- Qué hay que hacer
Duplica sin ningún cambio las líneas que van desde el comienzo de las filas hasta la línea que contiene "144 76 L 146", ambas incluidas.

(Entradas almacenadas de una colección)
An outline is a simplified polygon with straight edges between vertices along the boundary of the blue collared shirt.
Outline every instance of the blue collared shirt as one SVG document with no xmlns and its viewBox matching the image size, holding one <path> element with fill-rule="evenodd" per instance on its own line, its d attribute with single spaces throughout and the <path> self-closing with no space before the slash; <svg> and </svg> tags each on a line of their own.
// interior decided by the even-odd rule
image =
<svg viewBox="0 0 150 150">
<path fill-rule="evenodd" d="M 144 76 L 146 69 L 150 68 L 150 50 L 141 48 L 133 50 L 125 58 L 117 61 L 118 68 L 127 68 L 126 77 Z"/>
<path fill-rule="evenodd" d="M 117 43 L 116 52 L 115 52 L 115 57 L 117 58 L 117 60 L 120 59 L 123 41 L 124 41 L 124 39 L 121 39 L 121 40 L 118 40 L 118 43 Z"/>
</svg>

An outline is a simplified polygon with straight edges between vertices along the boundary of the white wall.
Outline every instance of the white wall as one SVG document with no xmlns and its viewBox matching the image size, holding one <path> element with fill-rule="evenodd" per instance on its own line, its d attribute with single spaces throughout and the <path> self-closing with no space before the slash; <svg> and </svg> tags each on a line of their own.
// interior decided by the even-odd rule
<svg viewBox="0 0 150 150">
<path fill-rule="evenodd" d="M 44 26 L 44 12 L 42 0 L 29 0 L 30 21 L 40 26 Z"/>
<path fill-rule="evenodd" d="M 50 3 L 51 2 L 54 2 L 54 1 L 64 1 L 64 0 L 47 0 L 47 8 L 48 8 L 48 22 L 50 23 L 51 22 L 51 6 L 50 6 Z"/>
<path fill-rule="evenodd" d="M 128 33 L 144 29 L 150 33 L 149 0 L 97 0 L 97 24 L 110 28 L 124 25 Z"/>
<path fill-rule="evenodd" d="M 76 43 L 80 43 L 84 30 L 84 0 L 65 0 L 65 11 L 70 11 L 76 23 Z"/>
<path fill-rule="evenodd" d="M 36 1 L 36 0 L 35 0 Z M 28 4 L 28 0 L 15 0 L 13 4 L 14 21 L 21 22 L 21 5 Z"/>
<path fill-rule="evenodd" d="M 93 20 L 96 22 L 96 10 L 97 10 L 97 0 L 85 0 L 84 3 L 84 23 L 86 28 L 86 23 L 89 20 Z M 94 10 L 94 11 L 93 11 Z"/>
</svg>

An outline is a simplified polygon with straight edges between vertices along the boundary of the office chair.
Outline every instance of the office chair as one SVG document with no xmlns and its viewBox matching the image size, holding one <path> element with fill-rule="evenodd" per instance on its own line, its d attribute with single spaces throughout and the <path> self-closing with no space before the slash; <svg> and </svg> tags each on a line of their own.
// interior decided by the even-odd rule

- Respuesta escrita
An outline is a simplified polygon with straight edges between vertices along the boundary of the blue collared shirt.
Outline every instance of the blue collared shirt as one SVG document with no xmlns and its viewBox matching the image size, holding one <path> element with fill-rule="evenodd" per instance on its own line, its d attribute with single spaces throughout and the <path> self-closing with no space before the slash; <svg> and </svg> tags each on a line of their own.
// interior decided by the even-odd rule
image =
<svg viewBox="0 0 150 150">
<path fill-rule="evenodd" d="M 144 76 L 146 69 L 150 68 L 150 50 L 141 48 L 133 50 L 125 58 L 117 61 L 118 68 L 127 68 L 126 77 Z"/>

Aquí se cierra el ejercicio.